====== Page excerpt ======

But even at a lower level, the topic of biodiversity doesn’t seem to be very high on the agenda. In its new Common Agricultural Policy, the EU has issued few new regulations to preserve biodiversity. As Trapp explains, “It would be important to at least eliminate the incentives detrimental to biodiversity.” Farmers in particular need to be empowered not to always choose the cheapest option, so that they can produce products that don’t destroy nature yet remain affordable. Today’s economic pressures result in monocultural farming that diminishes diversity.

Similar mechanisms should also apply to consumers, who must often pay more for environmentally friendly products than for the alternatives. But many people aren’t even aware of the impact that the disappearance of just one species could have on an entire range of products. In 2018, a discounter in Hanover, Germany, tried to draw attention to the issue with an unusual action, whereby the employees removed all the products that would no longer exist without bees: fruits, coffee, ready-made products, frozen food. All at once, the shelves were fairly empty.

“You can’t just dump all the responsibility regarding this issue on consumers.”

Magdalene Trapp, biodiversity officer at NABU

Still, as Trapp explains, “You can’t just dump all the responsibility regarding this issue on consumers.” Nonetheless, consumers could rely on certifications to ensure they aren’t buying products produced at the expense of biodiversity. “Ultimately, education is key because many people don’t realize how many products contribute to the loss of biodiversity through their supply chains.”

Many companies have recognized this. The retailer Otto Group in Germany, for instance, takes a very close look at how its wood furniture is produced. The company’s buyers are obliged to ensure that they don’t purchase any endangered types of woods or products resulting from over-exploitation when sourcing wood. The office supplies manufacturer Faber-Castell also monitors where the wood for its pencils comes from and purchases only from certified cultivators.

Biodiversity management doesn’t have to come at the expense of profitability. On the contrary, HeidelbergCement, for instance, actively manages the biodiversity in the areas surrounding their active quarries. This saves the company money over the long run when the environment around decommissioned quarries must be recultivated. For some companies, targeted measures promoting biodiversity can even reduce risks for their own supply chains. Confectionary producer Mars, for example, is committed to ensuring that other trees and a wide variety of other vegetation grow on its cocoa plantations. The reason: cocoa trees need the shade of larger trees. In this way the company secures the supply of the raw materials it needs by protecting other species.

In addition, this can also improve a company’s image, although the results can be difficult to measure. Ideally, companies can link their biodiversity campaigns to their own brand. One example is the detergent manufacturer Werner & Mertz. Its most well-known brand, Frosch—frog, in German—supports campaigns to renature river floodplains across Europe, which has the effect of strengthening local flora and fauna populations. Including, of course, their mascot, the frog.

====== Data lines ======

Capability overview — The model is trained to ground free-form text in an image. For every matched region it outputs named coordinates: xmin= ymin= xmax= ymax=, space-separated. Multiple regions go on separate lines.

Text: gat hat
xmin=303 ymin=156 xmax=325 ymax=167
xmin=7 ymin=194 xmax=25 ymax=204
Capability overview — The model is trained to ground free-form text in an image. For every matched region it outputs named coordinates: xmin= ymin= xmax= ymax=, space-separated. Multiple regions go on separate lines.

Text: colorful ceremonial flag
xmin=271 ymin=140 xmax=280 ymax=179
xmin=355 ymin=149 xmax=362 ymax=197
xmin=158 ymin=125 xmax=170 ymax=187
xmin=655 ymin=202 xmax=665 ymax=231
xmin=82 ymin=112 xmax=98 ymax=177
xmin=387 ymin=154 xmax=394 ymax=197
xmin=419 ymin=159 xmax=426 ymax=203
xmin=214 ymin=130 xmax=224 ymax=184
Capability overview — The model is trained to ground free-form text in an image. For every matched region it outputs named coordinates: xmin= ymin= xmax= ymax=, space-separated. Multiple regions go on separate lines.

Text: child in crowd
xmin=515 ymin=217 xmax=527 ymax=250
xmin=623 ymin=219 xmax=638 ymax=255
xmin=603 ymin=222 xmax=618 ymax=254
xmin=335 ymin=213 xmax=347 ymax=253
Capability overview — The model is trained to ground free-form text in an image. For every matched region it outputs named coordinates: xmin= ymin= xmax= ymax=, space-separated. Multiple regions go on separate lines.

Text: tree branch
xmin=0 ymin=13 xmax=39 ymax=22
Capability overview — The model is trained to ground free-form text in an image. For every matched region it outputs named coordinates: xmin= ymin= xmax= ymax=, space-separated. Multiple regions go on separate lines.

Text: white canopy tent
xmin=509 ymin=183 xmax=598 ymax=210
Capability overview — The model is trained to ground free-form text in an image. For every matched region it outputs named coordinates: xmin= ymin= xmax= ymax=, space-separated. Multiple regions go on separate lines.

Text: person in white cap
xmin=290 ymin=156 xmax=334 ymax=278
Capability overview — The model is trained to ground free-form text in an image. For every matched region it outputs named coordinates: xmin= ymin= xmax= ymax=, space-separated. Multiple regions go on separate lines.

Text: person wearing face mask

======

* _What you will do_: Extract the passage of the biodiversity article from "But even at" up to and including "that diminishes diversity.". Please rely only on the article on biodiversity, not on the material.

* _Output of the exercise_:
But even at a lower level, the topic of biodiversity doesn’t seem to be very high on the agenda. In its new Common Agricultural Policy, the EU has issued few new regulations to preserve biodiversity. As Trapp explains, “It would be important to at least eliminate the incentives detrimental to biodiversity.” Farmers in particular need to be empowered not to always choose the cheapest option, so that they can produce products that don’t destroy nature yet remain affordable. Today’s economic pressures result in monocultural farming that diminishes diversity.